Segment Start: DOCUMENT SEGMENT
Such a knowledge base could consist of data from structured sources (Like customer data from Core Banking Systems and other internal systems, such as Loan Management and Collateral Systems). It could also contain structured data from external sources such as Credit Bureau, Repositories, XBRL-based Corporate Action Data, Ratings, and Market Data.
Unstructured data, such as PDF copies of annual Reports, audit reports, images from site visits, and geo-location data, could be extracted using appropriate technologies such as Tesseract. These data can then be vectorized (converted into numerical representations in a multidimensional mathematical space through a process called as ‘embedding’) and stored in the ‘Knowledge Base’.
This process prepares the ‘Knowledge Base for semantic vector search (a form of search in which a similarity is established between the user’s query (or prompt) and data from the unstructured sources through a distance measurement (called Euclidean distance or cosine similarity).
In short, this is a preparatory stage to convert information from various sources into a powerful, searchable/queryable repository.
Illustrative Use Case: Let us consider a use case where Corporate Loans need to be appraised (underwritten) by a commercial bank.
Segment End: DOCUMENT SEGMENT
STUDY QUESTIONS:
1. Repeat the knowledge base passage word for word between "Unstructured data, such" and "powerful, searchable/queryable repository.", inclusive.
2. Name every external source of structured data listed in the knowledge base passage.
3. Pick up the knowledge base passage after its final sentence and keep writing it.
Segment Start: INPUT DATA
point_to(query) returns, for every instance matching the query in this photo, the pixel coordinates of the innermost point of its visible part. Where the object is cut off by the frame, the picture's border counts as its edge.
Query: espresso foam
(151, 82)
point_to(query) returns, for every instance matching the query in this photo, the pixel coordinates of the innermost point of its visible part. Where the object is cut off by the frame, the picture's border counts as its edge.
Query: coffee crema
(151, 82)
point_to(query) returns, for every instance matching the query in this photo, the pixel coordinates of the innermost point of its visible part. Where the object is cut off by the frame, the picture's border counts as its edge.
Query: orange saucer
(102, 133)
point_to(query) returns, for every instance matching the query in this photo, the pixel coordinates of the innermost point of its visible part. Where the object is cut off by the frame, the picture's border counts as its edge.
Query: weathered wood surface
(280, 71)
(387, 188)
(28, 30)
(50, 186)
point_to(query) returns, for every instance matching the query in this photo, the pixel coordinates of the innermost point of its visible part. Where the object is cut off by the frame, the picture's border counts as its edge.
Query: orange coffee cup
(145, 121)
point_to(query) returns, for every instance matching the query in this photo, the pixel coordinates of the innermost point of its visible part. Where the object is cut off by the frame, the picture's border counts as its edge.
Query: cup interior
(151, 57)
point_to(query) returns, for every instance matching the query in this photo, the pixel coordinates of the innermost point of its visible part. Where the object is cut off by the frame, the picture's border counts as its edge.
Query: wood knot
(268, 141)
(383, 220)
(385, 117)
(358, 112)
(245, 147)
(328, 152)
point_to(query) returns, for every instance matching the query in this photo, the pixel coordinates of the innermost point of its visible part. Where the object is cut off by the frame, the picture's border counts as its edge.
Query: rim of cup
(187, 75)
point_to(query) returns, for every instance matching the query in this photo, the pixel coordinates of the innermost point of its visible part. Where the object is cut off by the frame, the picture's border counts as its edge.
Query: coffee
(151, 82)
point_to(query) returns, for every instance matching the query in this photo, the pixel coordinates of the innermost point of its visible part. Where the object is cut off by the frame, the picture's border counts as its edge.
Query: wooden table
Segment End: INPUT DATA
LIST OF ANSWERS:
1.
Unstructured data, such as PDF copies of annual Reports, audit reports, images from site visits, and geo-location data, could be extracted using appropriate technologies such as Tesseract. These data can then be vectorized (converted into numerical representations in a multidimensional mathematical space through a process called as ‘embedding’) and stored in the ‘Knowledge Base’.
This process prepares the ‘Knowledge Base for semantic vector search (a form of search in which a similarity is established between the user’s query (or prompt) and data from the unstructured sources through a distance measurement (called Euclidean distance or cosine similarity).
In short, this is a preparatory stage to convert information from various sources into a powerful, searchable/queryable repository.

2. Credit Bureau, Repositories, XBRL-based Corporate Action Data, Ratings, and Market Data

3.
A traditional approach would involve collating data from different sources such as existing limits, outstanding, transaction details from Core Banking, rating/scores from rating systems, and financials from company reports. Numbers from each of these sources need to be collated, ratios calculated, and a commentary written highlighting factors such as company/industry/group performance, financial risks, and other risk factors
In a RAG approach, all relevant data would be extracted using an appropriate technology (such as ETL, API, or Parsers), vectorized, and stored in a suitable database. This would become our ‘Knowledge Base’.
Step 2: Retriever
In this step, the user’s query (prompt or instructions) is also converted into a vector (numerical representations in a multidimensional mathematical space through a process called ‘embedding’).
Once a similarity is established between the user’s query vector and the knowledge base vector (through an appropriate mathematical approach), the relevant data from the knowledge base is retrieved and passed on to the next stage.
Illustrative Use Case: A user would construct/engineer an appropriate prompt and query the database with specific instructions to retrieve the desired data (such as financials), analyze it (such as prepare ratio/trend/cashflow analysis), and write a commentary based on the study.
The Retriever would convert the query into a vector and search for the closest available vectors from the knowledge base. Once the nearest vectors are arrived at, the retriever passes on the facts and analyses to the next step (The Generator)
Step 3: The Generator
In this stage, the RAG model combines the data analysed by the ‘Retriever’ from the ‘Knowledge Base’ along with the LLM Model (described above) to produce more meaningful and contextual results.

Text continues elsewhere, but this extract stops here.